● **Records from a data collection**

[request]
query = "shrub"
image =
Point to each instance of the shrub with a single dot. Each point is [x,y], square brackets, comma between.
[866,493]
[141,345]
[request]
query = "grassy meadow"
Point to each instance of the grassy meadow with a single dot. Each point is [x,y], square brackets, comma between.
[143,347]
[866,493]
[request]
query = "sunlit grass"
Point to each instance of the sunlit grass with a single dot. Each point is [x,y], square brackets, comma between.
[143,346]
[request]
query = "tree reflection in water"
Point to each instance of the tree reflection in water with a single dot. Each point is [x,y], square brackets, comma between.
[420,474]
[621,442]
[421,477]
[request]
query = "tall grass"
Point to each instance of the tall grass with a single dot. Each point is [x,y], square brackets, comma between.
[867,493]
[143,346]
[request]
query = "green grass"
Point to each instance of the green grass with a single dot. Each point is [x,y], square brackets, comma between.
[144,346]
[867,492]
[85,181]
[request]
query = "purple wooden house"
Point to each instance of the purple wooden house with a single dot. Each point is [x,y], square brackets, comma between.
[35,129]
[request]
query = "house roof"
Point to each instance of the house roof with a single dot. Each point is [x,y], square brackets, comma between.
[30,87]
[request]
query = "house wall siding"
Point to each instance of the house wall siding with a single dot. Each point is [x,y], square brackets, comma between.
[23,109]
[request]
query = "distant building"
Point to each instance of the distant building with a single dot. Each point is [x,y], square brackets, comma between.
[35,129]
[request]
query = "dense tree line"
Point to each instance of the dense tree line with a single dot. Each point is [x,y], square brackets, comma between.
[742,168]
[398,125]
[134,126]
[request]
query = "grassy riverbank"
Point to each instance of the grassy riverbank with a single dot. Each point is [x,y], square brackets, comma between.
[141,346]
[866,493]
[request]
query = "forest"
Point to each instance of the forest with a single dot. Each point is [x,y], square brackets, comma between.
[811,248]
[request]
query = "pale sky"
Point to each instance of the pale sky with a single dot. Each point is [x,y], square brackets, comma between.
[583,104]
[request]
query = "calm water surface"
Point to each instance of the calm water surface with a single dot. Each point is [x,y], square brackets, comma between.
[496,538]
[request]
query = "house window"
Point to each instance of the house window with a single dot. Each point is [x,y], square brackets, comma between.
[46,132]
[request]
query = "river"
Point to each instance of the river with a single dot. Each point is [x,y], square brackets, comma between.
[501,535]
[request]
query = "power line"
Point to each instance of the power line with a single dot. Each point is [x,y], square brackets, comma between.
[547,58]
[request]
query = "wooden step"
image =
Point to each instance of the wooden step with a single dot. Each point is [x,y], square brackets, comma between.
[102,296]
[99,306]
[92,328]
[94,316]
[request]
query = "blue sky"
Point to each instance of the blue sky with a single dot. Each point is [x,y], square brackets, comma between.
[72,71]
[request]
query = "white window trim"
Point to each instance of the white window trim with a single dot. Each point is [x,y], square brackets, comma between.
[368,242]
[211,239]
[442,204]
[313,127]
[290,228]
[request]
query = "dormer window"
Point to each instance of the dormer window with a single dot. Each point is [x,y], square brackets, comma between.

● **EXERCISE BRIEF**
Exactly as shown above, return every record.

● **REPLY TO THE EXERCISE**
[request]
query = "shrub"
image =
Point to each instance of the shrub with a single dot. Each point is [x,y], square brackets, comma between.
[866,493]
[141,345]
[request]
query = "grassy meadow"
Point to each instance of the grassy meadow with a single dot. Each point is [x,y], square brackets, comma between.
[143,347]
[866,493]
[request]
query = "sunlit grass"
Point to each instance of the sunlit grass with a single dot. Each point is [x,y], square brackets, comma between.
[143,346]
[request]
query = "tree reflection in water"
Point to each instance of the tree reflection in water with a single dot. Each point is [x,y], square brackets, comma between.
[420,474]
[621,442]
[421,477]
[request]
query = "tall grass"
Point to each instance of the tall grass with a single dot. Each point is [x,y], square brackets, comma between.
[867,493]
[143,346]
[request]
query = "green grass"
Point to each instance of the green grass with a single dot. Each point is [x,y], square brackets, comma between.
[144,346]
[867,492]
[85,181]
[request]
query = "purple wooden house"
Point to each instance of the purple wooden house with a single dot. Each point is [x,y], square brackets, comma between.
[35,129]
[request]
query = "house roof"
Point to each instance of the house roof with a single dot. Each point is [x,y], square brackets, comma between.
[30,87]
[request]
query = "house wall siding"
Point to each instance of the house wall siding with a single dot. Each point is [x,y], square brackets, comma between.
[23,109]
[request]
query = "distant building"
Point to each instance of the distant building with a single dot. Each point is [x,y], square brackets, comma between.
[35,129]
[request]
query = "dense tree line"
Point to each instance of the dense tree line with a single dot. Each point is [x,y], square brackets, comma between.
[742,168]
[398,125]
[134,126]
[request]
query = "grassy riverbank"
Point to each instance of the grassy riverbank with a single dot. Each point is [x,y], square brackets, comma between.
[141,346]
[866,493]
[request]
query = "forest"
Point to each instance of the forest with a single dot. Each point is [x,y], square brackets, comma between.
[811,248]
[request]
query = "pale sky"
Point to each instance of the pale sky with a single dot. Each point is [x,y], square brackets, comma between.
[583,104]
[request]
query = "calm water surface"
Point to each instance of the calm water surface with a single dot. Each point is [x,y], square brackets, comma between.
[496,538]
[request]
query = "house window"
Point to each instance of the house window with a single dot. Each point is [x,y], square brackets, comma between.
[46,132]
[request]
query = "river"
Point to each instance of the river with a single dot. Each point is [x,y], square brackets, comma between.
[501,535]
[request]
query = "power line"
Point to each instance of the power line with a single dot. Each point is [x,y], square brackets, comma between.
[547,58]
[request]
query = "wooden step"
image =
Point to each instance of the wooden step with a single dot. Each point is [x,y], square brackets, comma between.
[102,296]
[99,306]
[92,328]
[94,316]
[request]
query = "blue sky"
Point to each instance of the blue sky with a single dot. Each point is [x,y], square brackets, comma between.
[72,71]
[request]
query = "white window trim"
Point to each instance of the white window trim with a single dot. Each point is [x,y], square brackets, comma between.
[368,242]
[211,239]
[442,204]
[313,127]
[290,228]
[request]
query = "dormer window"
Point to each instance of the dormer window with a single dot. Each point is [x,y], square brackets, comma between.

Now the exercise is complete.